## REQUIREMENT
Reproduce all of the records exactly.

--------------------------------

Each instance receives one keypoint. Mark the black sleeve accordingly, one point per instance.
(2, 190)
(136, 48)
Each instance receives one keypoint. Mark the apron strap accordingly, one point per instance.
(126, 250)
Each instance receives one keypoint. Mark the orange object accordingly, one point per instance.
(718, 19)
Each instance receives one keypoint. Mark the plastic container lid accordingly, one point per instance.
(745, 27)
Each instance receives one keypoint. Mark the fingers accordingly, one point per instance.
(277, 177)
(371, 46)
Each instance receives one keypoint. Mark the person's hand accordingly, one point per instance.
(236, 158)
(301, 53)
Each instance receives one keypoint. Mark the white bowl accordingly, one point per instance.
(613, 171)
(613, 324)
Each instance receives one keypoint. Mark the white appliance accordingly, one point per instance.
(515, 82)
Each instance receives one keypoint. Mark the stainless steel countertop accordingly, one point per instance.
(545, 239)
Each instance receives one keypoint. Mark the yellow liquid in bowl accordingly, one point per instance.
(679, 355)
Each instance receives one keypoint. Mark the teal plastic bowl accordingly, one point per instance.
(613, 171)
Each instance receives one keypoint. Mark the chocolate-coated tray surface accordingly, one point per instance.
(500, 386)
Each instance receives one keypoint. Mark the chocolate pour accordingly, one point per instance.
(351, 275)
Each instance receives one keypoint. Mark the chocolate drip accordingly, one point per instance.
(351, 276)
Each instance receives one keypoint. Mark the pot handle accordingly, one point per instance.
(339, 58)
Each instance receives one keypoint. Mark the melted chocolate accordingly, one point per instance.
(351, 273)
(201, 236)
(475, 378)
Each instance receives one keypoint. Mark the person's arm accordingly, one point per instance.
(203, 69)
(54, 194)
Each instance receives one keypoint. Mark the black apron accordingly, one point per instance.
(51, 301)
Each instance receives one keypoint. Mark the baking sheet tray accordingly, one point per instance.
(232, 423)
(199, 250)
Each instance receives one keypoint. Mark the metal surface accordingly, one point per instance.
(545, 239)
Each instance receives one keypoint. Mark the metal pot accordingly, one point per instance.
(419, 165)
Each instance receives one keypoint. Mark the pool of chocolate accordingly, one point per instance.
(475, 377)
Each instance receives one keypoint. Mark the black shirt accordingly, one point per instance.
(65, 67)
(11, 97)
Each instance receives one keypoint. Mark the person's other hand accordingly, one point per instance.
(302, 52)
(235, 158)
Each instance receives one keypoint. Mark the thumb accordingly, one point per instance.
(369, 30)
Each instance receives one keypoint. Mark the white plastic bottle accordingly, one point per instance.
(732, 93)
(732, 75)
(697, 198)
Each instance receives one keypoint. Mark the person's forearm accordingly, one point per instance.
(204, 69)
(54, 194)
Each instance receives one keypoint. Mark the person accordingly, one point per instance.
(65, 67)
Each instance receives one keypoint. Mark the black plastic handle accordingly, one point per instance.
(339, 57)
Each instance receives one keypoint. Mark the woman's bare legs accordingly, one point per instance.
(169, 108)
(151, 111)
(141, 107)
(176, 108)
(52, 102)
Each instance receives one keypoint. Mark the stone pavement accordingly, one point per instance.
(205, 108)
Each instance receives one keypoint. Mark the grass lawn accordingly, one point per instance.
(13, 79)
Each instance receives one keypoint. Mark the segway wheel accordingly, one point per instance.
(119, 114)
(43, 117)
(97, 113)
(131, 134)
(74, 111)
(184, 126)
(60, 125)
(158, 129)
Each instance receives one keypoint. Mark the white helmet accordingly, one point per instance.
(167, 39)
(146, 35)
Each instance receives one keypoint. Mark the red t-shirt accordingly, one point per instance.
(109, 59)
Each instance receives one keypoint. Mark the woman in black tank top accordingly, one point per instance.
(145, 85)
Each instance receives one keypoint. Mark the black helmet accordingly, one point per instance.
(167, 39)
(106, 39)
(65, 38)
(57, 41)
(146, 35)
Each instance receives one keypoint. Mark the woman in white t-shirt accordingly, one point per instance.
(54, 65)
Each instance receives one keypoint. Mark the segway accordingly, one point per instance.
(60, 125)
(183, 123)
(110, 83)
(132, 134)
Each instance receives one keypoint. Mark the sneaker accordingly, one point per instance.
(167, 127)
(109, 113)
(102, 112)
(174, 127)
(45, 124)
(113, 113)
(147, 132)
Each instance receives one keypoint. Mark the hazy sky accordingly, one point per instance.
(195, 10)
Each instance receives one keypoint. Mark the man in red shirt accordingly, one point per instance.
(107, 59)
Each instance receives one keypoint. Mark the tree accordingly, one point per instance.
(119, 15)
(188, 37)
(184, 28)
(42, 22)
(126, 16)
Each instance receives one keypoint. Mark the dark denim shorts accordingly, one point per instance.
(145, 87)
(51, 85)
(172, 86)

--------------------------------

## ANSWER TO THIS PROBLEM
Each instance receives one keypoint. Mark the black sleeve accordingly, one point per instance.
(2, 190)
(136, 48)
Each instance receives one keypoint. Mark the apron strap accordingly, one point per instance.
(126, 250)
Each instance receives one keypoint. Mark the orange object accordingly, one point per instance.
(718, 19)
Each instance receives one keypoint. Mark the plastic container lid accordingly, one point per instance.
(745, 27)
Each instance receives one keypoint. Mark the fingers accordingly, one point per instance.
(277, 177)
(371, 46)
Each instance receives one keypoint. Mark the person's hand accordingly, one point per instance.
(236, 158)
(301, 53)
Each instance receives one keypoint. Mark the white bowl accordingly, one point per instance.
(613, 171)
(613, 324)
Each instance receives one keypoint. Mark the white appliance accordingly, one point per instance.
(515, 82)
Each instance receives one keypoint. Mark the stainless steel countertop accordingly, one point per instance.
(545, 239)
Each instance receives one keypoint. Mark the yellow liquid in bowl accordingly, one point per instance.
(679, 355)
Each instance receives one keypoint. Mark the teal plastic bowl accordingly, one point per instance.
(613, 171)
Each instance receives one keypoint. Mark the chocolate-coated tray surface accordingly, one point per instance.
(500, 386)
Each instance receives one keypoint. Mark the chocolate pour accordingly, one point per instance.
(351, 275)
Each instance receives one keypoint. Mark the chocolate drip accordingly, one point per instance.
(351, 276)
Each instance receives one keypoint. Mark the pot handle accordingly, one point per instance.
(339, 58)
Each instance receives one keypoint. Mark the melted chocolate accordingly, one point per instance.
(351, 273)
(201, 236)
(475, 378)
Each instance receives one keypoint. Mark the person's arm accordingly, one point per instance.
(203, 69)
(54, 194)
Each instance receives one keypoint. Mark the black apron accordingly, one point per instance.
(51, 301)
Each instance receives one keypoint. Mark the baking sheet tray accordingly, one point per instance.
(232, 423)
(199, 250)
Each instance receives one keypoint. Mark the metal surface accordingly, one point per instance.
(545, 239)
Each instance receives one keypoint. Mark the metal pot accordingly, one point per instance.
(419, 165)
Each instance receives one keypoint. Mark the pool of chocolate accordingly, one point per instance.
(475, 377)
Each instance receives one keypoint. Mark the black shirt accordingly, one point per instance.
(65, 67)
(11, 97)
Each instance receives one keypoint. Mark the person's other hand accordingly, one point per instance.
(302, 52)
(235, 158)
Each instance receives one keypoint. Mark the thumb accordingly, one point per instance.
(369, 30)
Each instance receives one keypoint. Mark the white plastic bottle accordingly, one point per instance.
(732, 93)
(732, 75)
(697, 198)
Each instance receives one keypoint. Mark the person's forearm accordingly, one point per instance.
(204, 69)
(54, 194)
Each instance receives one keypoint. Mark the person accordingly, one point per instance.
(65, 67)
Each instance receives one keypoint. Mark the black plastic handle accordingly, one point per instance.
(339, 57)
Each instance receives one keypoint. Mark the woman's bare legs accordingly, one point per instance.
(169, 108)
(151, 111)
(141, 107)
(176, 108)
(52, 102)
Each instance receives one keypoint. Mark the stone pavement accordingly, one point per instance.
(205, 108)
Each instance receives one keypoint. Mark the grass lawn accordingly, one point per instance.
(13, 79)
Each instance receives one keypoint. Mark the segway wheel accordingly, one point per instance.
(119, 114)
(43, 117)
(97, 113)
(131, 134)
(74, 111)
(184, 126)
(60, 125)
(158, 129)
Each instance receives one keypoint. Mark the white helmet accordingly, one point per instance.
(167, 39)
(146, 35)
Each instance receives one keypoint. Mark the red t-shirt accordingly, one point per instance.
(109, 59)
Each instance receives one keypoint. Mark the woman in black tank top accordingly, one point per instance.
(145, 85)
Each instance receives one keypoint. Mark the black helmet accordingly, one point per instance.
(167, 39)
(106, 39)
(65, 38)
(57, 41)
(146, 35)
Each instance receives one keypoint. Mark the woman in white t-shirt accordingly, one point per instance.
(54, 65)
Each instance receives one keypoint. Mark the segway accordingly, one point per instance.
(60, 125)
(183, 123)
(110, 83)
(132, 134)
Each instance receives one keypoint. Mark the sneaker accordingly, one point per instance.
(167, 127)
(109, 113)
(102, 112)
(174, 127)
(45, 124)
(113, 113)
(147, 132)
Each instance receives one keypoint. Mark the hazy sky accordingly, one point per instance.
(195, 10)
Each instance receives one keypoint. Mark the man in red shirt accordingly, one point per instance.
(107, 59)
Each instance receives one keypoint. Mark the tree accordingly, one point per instance.
(119, 15)
(188, 37)
(184, 28)
(42, 22)
(126, 16)
Each instance receives one keypoint. Mark the dark denim shorts accordingly, one point per instance.
(145, 87)
(51, 85)
(172, 86)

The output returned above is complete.